_Aim_
Convert every item below into a two-column CSV with the headers "item_text" and "answer", one row per item. Put each item's text and its answer in their own quoted fields, and replace line breaks with spaces.
-------- Material for this task
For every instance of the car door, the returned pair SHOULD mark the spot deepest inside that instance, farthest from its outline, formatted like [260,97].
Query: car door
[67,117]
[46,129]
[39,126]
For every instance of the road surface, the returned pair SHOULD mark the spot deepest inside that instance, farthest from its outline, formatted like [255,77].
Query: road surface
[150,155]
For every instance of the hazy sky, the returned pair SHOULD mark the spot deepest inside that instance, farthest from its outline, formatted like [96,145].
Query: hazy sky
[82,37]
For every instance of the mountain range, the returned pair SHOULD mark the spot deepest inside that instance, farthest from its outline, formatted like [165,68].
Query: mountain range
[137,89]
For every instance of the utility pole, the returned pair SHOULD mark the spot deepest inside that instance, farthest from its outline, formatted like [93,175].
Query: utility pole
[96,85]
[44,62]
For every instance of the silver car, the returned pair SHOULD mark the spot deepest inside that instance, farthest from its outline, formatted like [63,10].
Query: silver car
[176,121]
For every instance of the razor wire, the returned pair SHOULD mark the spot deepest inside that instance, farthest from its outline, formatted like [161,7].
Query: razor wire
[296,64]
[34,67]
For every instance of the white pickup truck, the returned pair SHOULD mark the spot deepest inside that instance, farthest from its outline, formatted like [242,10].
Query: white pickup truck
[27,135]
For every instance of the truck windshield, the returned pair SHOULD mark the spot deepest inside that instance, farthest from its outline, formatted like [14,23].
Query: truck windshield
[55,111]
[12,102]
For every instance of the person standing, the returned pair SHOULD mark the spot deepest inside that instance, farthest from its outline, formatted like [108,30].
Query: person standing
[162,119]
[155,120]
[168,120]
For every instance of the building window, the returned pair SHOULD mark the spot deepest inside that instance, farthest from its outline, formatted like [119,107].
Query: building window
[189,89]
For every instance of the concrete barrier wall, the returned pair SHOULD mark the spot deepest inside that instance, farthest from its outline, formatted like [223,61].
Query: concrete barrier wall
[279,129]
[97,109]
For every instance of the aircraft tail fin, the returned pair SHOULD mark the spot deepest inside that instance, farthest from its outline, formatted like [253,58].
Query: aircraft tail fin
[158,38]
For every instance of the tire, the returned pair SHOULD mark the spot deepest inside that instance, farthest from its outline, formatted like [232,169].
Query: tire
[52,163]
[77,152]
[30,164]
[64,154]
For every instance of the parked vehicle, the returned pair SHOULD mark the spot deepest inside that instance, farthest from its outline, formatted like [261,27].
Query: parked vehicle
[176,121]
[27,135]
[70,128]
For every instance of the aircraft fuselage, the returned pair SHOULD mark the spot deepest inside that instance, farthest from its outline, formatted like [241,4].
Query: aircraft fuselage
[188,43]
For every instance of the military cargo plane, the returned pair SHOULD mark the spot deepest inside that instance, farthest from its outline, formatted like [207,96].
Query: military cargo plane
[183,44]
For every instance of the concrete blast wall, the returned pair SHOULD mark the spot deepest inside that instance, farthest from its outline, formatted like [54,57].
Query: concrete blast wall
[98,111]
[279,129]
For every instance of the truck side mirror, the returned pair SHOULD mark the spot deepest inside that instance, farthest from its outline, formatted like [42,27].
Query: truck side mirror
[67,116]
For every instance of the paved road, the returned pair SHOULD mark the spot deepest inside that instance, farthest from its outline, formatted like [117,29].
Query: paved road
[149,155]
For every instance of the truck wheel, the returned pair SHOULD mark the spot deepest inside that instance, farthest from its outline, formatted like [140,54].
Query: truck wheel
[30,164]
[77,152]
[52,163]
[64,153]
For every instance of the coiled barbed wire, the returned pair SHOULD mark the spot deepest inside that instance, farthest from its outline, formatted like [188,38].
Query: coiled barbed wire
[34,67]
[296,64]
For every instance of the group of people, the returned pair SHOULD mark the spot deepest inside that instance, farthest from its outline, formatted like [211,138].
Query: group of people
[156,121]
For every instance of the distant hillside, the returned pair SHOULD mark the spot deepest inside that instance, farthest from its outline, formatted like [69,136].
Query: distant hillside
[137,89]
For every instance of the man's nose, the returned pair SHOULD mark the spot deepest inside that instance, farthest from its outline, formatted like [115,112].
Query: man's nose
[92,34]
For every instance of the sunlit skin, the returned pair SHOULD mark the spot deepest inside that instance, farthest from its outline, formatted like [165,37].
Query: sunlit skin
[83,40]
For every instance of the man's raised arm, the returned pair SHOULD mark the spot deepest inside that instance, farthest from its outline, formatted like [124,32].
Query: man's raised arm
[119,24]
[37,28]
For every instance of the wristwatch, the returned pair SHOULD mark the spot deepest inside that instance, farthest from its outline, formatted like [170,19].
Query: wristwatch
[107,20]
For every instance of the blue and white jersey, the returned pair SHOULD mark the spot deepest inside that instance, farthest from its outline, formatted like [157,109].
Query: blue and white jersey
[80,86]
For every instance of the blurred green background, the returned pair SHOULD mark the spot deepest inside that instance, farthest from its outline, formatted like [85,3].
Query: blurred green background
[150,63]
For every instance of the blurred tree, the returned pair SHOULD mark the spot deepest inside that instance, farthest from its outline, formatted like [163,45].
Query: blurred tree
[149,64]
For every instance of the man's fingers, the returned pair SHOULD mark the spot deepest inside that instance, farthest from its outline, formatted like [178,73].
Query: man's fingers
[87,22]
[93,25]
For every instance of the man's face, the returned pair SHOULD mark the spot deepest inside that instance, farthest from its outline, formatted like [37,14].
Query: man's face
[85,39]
----------------
_The solution_
item_text,answer
"For every instance of the car door, the returned pair SHOULD mark the spot deepest inside that instance, farthest from its outline, formatted like [260,97]. Query: car door","[67,117] [46,129] [39,126]"
"For every instance of the road surface, the returned pair SHOULD mark the spot deepest inside that instance, farthest from its outline, formatted like [255,77]. Query: road surface","[150,155]"
"For every instance of the hazy sky, the returned pair SHOULD mark the spot deepest inside that instance, farthest from its outline, formatted like [96,145]. Query: hazy sky","[82,37]"
"For every instance of the mountain range, the returned pair SHOULD mark the spot deepest inside that instance, farthest from its outline, formatted like [165,68]. Query: mountain range","[137,89]"
"For every instance of the utility pole, the returned pair SHOULD mark the spot deepest inside that instance, farthest from its outline, formatted like [93,175]. Query: utility pole","[96,85] [44,62]"
"For every instance of the silver car, the returned pair SHOULD mark the spot deepest inside that instance, farthest from its outline, formatted like [63,10]. Query: silver car","[176,121]"
"For every instance of the razor wire, the returned pair SHOULD mark the spot deepest inside that instance, farthest from its outline, formatted like [161,7]. Query: razor wire","[296,64] [34,67]"
"For every instance of the white pickup truck, the returned pair SHOULD mark the spot deepest inside that instance, farthest from its outline, formatted like [242,10]. Query: white pickup truck","[27,135]"
"For every instance of the truck windshield, the returned pair SHOULD mark the spot deepest inside that instance, farthest from its outline, formatted like [14,23]. Query: truck windshield","[55,111] [12,102]"
"For every instance of the person standing, the returned pair SHOULD mark the spot deepest inside that instance, farthest from its outline, formatted like [108,30]. Query: person standing","[162,119] [155,120] [168,120]"
"For every instance of the building window, the returned pair SHOULD mark the spot deepest inside that instance, farthest from its outline, formatted like [119,107]. Query: building window","[189,89]"
"For every instance of the concrete barrier wall, the returned pair SHOULD mark the spot deepest inside that instance, farthest from its outline, formatted like [223,61]. Query: concrete barrier wall","[279,129] [97,109]"
"For every instance of the aircraft tail fin, the returned pair SHOULD mark the spot deepest inside that instance, farthest from its outline, formatted like [253,58]. Query: aircraft tail fin","[158,38]"
"For every instance of the tire, the returned pair SHOULD mark the spot deepest inside that instance, farthest from its outline, formatted like [232,169]. Query: tire","[52,163] [77,152] [30,164] [64,154]"
"For every instance of the parked vehicle, the returned pair SHOULD mark the spot deepest inside that instance, farthest from its outline, formatted like [261,27]. Query: parked vehicle","[176,121] [27,135] [70,128]"
"For every instance of the aircraft fuselage, the returned pair SHOULD mark the spot deepest inside that instance, farthest from its outline, formatted like [241,4]. Query: aircraft fuselage","[188,43]"
"For every instance of the military cargo plane, the returned pair SHOULD mark the spot deepest inside that instance, farthest from its outline, formatted like [207,96]. Query: military cargo plane","[183,44]"
"For every instance of the concrete blast wall, the returned pair SHOULD mark the spot deepest inside that instance, farthest from its outline, formatted like [54,57]. Query: concrete blast wall","[98,111] [279,129]"
"For every instance of the truck side mirror, the returned pair SHOULD mark the spot deepest inside that instance, farthest from its outline, formatted like [42,27]. Query: truck side mirror","[67,116]"
"For every instance of the paved road, the returned pair SHOULD mark the spot deepest inside that instance, farthest from its outline, formatted like [117,29]. Query: paved road","[149,155]"
"For every instance of the truck wheel, the returned pair SHOULD mark the spot deepest inside that instance, farthest from its outline, formatted like [140,54]. Query: truck wheel","[30,164] [77,152] [52,163] [64,153]"
"For every instance of the coiled barbed wire, the returned pair SHOULD mark the spot deepest inside that instance, farthest from its outline, formatted like [188,38]. Query: coiled barbed wire","[34,67] [296,64]"
"For every instance of the group of people, the returned pair SHOULD mark the spot deepest inside that instance, farthest from its outline, formatted like [211,138]. Query: group of people","[156,121]"
"For every instance of the distant hillside, the returned pair SHOULD mark the spot deepest inside that instance, farthest from its outline, formatted like [69,136]. Query: distant hillside","[137,89]"
"For every instance of the man's nose, the returned pair SHOULD mark the spot deepest inside that instance, farthest from its outline, formatted like [115,112]. Query: man's nose","[92,34]"
"For every instance of the sunlit skin, the returned pair SHOULD mark the spot deepest inside that instance, farthest from its outline, formatted like [165,37]. Query: sunlit skin","[83,40]"
"For every instance of the man's raised arm, the returned pair SHOULD mark the spot deepest inside that instance, farthest from its outline, formatted like [124,32]. Query: man's raised arm","[119,24] [37,28]"
"For every instance of the wristwatch, the returned pair SHOULD mark the spot deepest inside that instance, farthest from its outline, formatted like [170,19]. Query: wristwatch","[107,20]"
"For every instance of the blue and white jersey, the returned pair SHOULD mark the spot deepest inside that instance, farthest from its outline, formatted like [157,109]. Query: blue and white jersey","[80,86]"
"For every instance of the blurred green background, the returned pair SHOULD mark the spot deepest inside that instance, farthest from its outline, formatted like [85,3]. Query: blurred green background","[150,63]"
"For every instance of the blurred tree, the returned pair SHOULD mark the spot deepest inside that instance, farthest from its outline, formatted like [163,45]. Query: blurred tree","[149,64]"
"For every instance of the man's fingers, the returned pair SHOULD mark the spot deepest inside that instance, farthest from its outline, formatted like [178,73]. Query: man's fingers","[87,22] [93,25]"
"For every instance of the man's face, the returned pair SHOULD mark the spot deepest inside that instance, farthest from its outline, formatted like [37,14]. Query: man's face","[85,39]"